The problem: Copy out word for word the lines below, from the first one through the line holding "[25,310,59,340]", both included, and no others.

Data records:
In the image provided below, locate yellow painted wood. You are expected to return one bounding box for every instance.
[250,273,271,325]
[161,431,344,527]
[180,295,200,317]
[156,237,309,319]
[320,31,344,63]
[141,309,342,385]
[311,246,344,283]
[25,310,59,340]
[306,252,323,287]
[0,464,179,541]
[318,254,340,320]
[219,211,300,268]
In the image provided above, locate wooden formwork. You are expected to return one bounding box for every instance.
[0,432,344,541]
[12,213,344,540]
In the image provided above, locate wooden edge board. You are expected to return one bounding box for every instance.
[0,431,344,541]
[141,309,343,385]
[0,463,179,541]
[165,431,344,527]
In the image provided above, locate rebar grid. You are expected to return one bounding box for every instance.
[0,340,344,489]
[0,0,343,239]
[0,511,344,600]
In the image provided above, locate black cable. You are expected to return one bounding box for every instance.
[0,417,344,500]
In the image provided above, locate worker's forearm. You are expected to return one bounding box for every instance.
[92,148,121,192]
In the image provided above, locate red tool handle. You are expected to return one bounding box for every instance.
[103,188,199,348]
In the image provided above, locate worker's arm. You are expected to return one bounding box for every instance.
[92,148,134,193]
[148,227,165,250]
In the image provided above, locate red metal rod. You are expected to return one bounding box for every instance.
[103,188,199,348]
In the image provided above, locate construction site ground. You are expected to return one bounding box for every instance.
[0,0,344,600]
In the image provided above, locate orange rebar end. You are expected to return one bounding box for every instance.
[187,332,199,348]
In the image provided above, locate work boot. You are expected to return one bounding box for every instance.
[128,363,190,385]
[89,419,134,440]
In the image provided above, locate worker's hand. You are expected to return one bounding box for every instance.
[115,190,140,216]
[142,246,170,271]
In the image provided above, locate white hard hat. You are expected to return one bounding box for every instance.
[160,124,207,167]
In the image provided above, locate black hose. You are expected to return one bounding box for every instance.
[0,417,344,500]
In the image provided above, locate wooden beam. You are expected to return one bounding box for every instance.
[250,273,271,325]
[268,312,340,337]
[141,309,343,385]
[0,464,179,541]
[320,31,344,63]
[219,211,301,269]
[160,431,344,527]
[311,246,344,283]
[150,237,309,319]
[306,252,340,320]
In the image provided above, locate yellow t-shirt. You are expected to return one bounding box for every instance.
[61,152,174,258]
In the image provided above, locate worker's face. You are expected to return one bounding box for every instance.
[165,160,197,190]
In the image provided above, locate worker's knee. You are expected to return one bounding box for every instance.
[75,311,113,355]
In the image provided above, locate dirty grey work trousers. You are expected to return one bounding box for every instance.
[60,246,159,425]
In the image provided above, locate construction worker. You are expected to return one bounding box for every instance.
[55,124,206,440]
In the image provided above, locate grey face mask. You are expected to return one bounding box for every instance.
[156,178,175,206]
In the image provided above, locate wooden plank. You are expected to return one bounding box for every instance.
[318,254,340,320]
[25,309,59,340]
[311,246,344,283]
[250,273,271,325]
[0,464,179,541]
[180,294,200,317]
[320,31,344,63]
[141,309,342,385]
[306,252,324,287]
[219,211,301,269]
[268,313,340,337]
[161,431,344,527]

Response:
In the image provided below, locate yellow painted wood. You are expected to return one bounding box for every instance.
[250,273,271,325]
[161,431,344,527]
[180,295,200,317]
[156,237,309,319]
[320,31,344,63]
[141,309,342,385]
[311,246,344,283]
[25,310,59,340]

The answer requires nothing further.